— PROMPT A —
In the patch message below, what is frozen during hibernation in place of kthread freezing?

----- PASSAGE GIVEN -----

LinuxLists.cc - Re: [PATCH 1/3] power, vfs: move away from PF_KTHREAD freezing in favor of fs freezing

2015-11-02 07:55:03

Subject: Re: [PATCH 1/3] power, vfs: move away from PF_KTHREAD freezing in favor of fs freezing

> On Oct 30, 2015, at 21:47, Jiri Kosina <[email protected]> wrote:
>
> From: Jiri Kosina <[email protected]>
>
> Freeze all filesystems during hibernation in favor of dropping kthread
> freezing completely.
>
> Kthread freezing has a history of not very well defined semantics.
> Historically, it has been established to make sure that kthreads which are
> helpers to writing out data to disk are frozen during hibernation at
> well-defined state, so that it's guaranteed that they freeze only after all the
> outstanding I/O made it to disk (userspace has already been frozen by that
> time, so there is no new I/O being issued).
>
> One of the issues with kthread freezer is that the places where try_to_freeze()
> is called in kthreads is rather random / arbitrary. This stems mostly from
> the fact that there is actually no good definition / list of requirements
> that should be enforced on a frozen kthread (it's important to mention that
> frozen kthread for example doesn't automatically imply that everything that
> has been spawned asynchronously from it (such as timers) is stopped as well).

----- DATA LISTING -----

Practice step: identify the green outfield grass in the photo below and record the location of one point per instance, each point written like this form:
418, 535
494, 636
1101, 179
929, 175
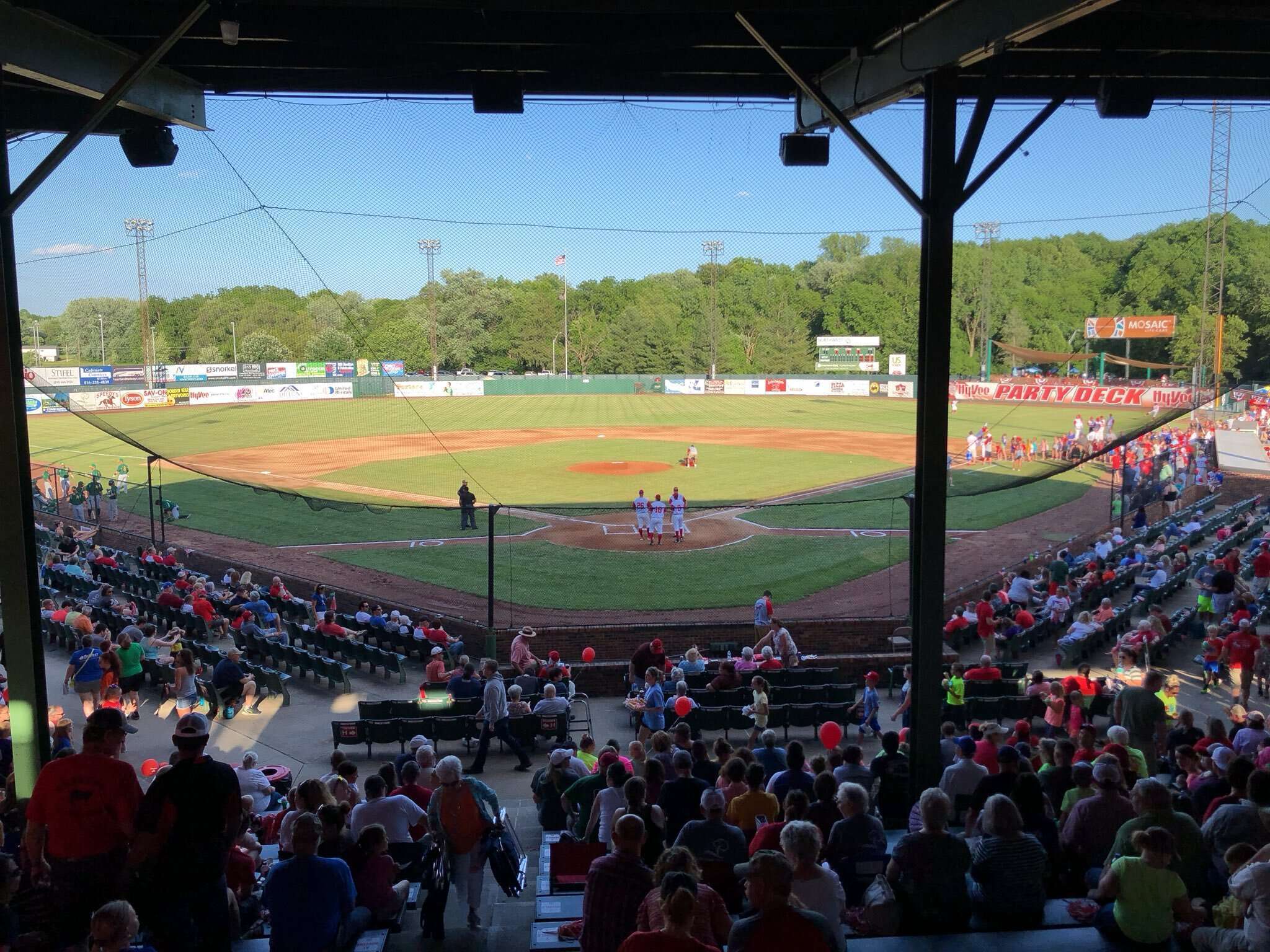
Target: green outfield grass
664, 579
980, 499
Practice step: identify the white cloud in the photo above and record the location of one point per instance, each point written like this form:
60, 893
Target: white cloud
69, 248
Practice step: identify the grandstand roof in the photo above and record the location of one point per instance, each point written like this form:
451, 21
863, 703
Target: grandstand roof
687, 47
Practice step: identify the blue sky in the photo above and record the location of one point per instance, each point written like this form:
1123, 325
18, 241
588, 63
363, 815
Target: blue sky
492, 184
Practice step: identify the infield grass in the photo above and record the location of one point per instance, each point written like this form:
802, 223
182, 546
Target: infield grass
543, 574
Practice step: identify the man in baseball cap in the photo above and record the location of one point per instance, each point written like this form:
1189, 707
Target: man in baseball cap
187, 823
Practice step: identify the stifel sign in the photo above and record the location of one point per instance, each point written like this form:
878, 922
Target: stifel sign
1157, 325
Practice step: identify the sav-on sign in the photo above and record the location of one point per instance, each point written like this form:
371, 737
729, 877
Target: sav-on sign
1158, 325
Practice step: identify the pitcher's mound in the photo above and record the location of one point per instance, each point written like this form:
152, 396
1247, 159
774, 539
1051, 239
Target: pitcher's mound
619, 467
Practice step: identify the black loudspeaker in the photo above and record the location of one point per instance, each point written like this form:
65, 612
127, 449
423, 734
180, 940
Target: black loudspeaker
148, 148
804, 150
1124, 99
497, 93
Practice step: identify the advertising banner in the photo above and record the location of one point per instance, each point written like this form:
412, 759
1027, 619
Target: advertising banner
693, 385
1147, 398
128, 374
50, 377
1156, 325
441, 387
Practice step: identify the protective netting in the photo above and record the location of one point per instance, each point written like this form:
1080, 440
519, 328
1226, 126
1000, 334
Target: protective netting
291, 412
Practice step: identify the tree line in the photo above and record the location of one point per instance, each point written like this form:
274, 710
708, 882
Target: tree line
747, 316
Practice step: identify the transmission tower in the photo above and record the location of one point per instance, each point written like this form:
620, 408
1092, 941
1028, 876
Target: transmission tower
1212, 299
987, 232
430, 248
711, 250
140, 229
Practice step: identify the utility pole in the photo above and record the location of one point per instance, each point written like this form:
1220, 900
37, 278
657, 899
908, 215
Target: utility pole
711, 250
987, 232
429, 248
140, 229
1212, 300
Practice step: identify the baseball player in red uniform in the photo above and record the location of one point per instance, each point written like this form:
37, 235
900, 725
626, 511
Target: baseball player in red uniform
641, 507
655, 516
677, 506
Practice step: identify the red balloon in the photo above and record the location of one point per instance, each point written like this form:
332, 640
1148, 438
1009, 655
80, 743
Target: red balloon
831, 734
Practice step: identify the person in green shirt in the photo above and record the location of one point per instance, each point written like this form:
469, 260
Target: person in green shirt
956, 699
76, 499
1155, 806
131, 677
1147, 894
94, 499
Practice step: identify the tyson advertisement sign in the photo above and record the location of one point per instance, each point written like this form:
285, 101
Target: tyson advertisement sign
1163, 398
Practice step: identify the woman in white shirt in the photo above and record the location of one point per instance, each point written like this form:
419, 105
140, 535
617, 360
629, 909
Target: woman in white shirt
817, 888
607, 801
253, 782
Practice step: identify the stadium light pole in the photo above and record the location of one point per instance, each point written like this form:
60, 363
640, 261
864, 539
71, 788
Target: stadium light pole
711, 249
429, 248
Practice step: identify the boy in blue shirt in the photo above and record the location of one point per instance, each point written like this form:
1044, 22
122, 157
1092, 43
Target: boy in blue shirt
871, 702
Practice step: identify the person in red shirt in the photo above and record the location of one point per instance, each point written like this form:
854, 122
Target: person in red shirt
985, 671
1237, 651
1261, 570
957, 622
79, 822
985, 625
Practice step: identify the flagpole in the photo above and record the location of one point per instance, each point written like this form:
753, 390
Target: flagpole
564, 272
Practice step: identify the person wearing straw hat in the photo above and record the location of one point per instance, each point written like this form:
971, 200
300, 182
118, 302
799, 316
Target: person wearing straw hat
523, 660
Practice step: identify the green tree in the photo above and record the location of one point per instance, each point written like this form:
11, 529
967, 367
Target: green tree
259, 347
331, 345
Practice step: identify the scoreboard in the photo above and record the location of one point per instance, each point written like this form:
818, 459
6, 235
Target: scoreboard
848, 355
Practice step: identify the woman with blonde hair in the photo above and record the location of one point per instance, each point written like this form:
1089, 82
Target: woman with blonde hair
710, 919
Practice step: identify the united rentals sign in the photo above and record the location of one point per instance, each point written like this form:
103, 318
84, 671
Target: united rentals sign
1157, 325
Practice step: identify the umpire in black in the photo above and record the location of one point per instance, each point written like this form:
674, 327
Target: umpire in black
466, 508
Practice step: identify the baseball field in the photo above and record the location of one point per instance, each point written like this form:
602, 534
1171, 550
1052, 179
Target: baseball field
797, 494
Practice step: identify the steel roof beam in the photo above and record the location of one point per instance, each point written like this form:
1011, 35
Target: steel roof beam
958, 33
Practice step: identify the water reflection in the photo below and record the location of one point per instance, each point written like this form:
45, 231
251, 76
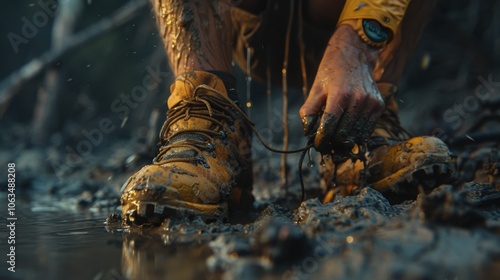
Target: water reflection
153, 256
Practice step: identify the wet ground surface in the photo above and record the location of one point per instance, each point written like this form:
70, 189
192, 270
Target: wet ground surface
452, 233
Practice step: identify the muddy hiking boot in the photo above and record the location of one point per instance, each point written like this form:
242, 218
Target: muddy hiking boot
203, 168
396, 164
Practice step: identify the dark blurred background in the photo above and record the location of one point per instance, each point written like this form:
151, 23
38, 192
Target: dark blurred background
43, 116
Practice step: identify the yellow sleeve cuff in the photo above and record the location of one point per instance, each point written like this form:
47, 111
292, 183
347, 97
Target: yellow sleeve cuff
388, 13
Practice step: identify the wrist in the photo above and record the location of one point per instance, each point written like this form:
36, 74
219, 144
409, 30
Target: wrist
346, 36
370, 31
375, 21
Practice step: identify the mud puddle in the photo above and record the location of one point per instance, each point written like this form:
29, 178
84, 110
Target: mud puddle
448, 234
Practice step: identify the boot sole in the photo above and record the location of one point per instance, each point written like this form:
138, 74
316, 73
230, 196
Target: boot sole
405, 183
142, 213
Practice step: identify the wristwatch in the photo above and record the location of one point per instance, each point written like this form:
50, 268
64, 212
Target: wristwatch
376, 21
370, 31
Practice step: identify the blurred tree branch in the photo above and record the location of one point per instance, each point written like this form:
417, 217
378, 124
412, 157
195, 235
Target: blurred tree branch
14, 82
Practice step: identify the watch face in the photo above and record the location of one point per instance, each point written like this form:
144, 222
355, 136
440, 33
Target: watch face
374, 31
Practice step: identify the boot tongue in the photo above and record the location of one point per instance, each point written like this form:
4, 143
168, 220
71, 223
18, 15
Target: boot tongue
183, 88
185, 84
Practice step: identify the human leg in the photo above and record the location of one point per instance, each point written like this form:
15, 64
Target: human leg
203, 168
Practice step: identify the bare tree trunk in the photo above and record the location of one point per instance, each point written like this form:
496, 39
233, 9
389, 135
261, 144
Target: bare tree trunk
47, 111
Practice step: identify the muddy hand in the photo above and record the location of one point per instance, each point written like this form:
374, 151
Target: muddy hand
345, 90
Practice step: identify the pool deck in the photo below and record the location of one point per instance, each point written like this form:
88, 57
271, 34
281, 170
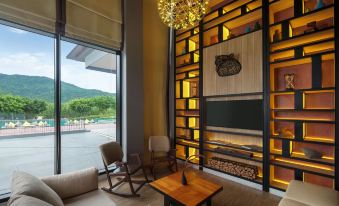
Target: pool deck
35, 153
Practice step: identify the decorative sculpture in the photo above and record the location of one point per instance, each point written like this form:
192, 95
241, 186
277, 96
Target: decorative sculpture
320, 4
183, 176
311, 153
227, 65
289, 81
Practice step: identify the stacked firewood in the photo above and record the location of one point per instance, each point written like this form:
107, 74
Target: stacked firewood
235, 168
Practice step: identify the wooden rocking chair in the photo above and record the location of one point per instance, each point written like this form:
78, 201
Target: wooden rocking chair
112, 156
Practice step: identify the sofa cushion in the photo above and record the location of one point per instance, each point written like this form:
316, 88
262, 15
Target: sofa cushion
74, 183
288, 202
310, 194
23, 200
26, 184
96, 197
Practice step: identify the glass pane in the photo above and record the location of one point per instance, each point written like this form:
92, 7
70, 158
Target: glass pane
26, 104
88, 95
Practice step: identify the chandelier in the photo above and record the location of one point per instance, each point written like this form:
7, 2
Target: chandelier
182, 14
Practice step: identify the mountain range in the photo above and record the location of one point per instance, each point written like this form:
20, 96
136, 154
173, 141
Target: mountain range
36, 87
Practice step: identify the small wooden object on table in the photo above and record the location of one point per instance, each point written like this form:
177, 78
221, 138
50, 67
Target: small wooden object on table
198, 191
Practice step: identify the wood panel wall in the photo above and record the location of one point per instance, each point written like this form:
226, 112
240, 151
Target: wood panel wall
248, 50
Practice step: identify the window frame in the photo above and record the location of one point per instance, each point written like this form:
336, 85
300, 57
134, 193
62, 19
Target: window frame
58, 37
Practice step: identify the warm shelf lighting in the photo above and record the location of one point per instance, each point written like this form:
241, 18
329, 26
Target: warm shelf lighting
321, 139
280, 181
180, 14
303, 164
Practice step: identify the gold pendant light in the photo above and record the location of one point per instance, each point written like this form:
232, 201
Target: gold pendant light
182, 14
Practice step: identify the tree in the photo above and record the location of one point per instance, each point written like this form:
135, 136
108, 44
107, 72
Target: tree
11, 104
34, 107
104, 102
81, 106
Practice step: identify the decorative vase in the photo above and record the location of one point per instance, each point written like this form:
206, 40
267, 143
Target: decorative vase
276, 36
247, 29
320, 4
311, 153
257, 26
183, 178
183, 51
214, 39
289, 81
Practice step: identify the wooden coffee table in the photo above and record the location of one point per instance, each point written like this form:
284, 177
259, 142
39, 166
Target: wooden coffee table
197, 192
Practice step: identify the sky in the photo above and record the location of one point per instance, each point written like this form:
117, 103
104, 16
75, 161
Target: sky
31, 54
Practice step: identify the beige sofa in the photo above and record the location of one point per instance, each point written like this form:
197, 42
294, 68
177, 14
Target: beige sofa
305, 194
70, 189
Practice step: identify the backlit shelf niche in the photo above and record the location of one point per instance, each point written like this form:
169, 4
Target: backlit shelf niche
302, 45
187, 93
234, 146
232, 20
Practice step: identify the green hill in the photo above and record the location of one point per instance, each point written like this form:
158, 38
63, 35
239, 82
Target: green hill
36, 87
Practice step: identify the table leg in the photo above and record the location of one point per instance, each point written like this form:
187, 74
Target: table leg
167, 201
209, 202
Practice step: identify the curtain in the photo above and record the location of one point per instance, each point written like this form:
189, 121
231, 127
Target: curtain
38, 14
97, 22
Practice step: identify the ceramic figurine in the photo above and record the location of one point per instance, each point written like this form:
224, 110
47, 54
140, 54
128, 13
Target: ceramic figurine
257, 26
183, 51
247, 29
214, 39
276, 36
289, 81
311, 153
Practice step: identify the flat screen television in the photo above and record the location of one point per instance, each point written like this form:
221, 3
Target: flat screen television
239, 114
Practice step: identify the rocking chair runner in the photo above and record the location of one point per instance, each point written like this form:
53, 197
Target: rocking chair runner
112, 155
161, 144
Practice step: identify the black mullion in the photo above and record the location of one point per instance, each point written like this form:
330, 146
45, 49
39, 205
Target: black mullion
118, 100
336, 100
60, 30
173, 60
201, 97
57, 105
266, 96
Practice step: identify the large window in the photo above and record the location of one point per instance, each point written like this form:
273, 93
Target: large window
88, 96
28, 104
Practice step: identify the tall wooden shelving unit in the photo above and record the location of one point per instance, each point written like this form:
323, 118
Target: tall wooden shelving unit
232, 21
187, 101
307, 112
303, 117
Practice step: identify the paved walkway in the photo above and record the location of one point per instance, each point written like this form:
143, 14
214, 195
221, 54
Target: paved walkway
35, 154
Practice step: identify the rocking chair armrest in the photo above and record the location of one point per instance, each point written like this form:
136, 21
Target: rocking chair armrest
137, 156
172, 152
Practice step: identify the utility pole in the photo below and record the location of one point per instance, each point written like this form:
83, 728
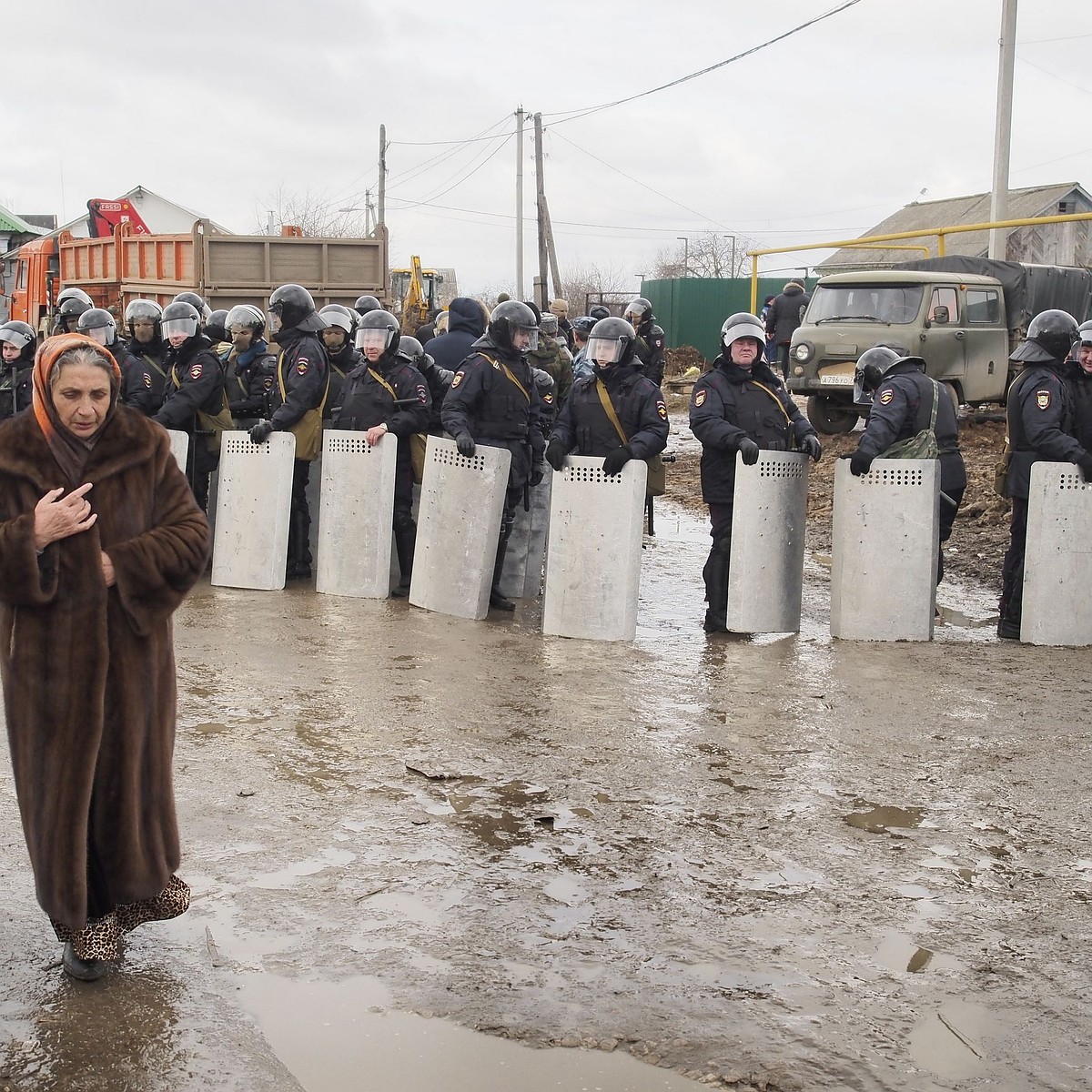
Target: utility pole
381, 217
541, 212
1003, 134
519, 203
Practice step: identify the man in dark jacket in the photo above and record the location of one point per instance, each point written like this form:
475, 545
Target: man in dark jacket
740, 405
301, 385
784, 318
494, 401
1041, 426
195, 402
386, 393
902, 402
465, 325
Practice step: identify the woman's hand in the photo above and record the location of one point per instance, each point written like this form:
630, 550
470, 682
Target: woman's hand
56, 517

-----

— PROMPT B —
Find every line of the listing above that contains the string "flat", matching case, and copy each one out.

— COMPLETE OUTPUT A —
All filesystems.

— COMPLETE OUTPUT B —
Practice step: identify the flat screen television in the photo above and record the location of one point per instance, each point written like this form:
Target: flat screen television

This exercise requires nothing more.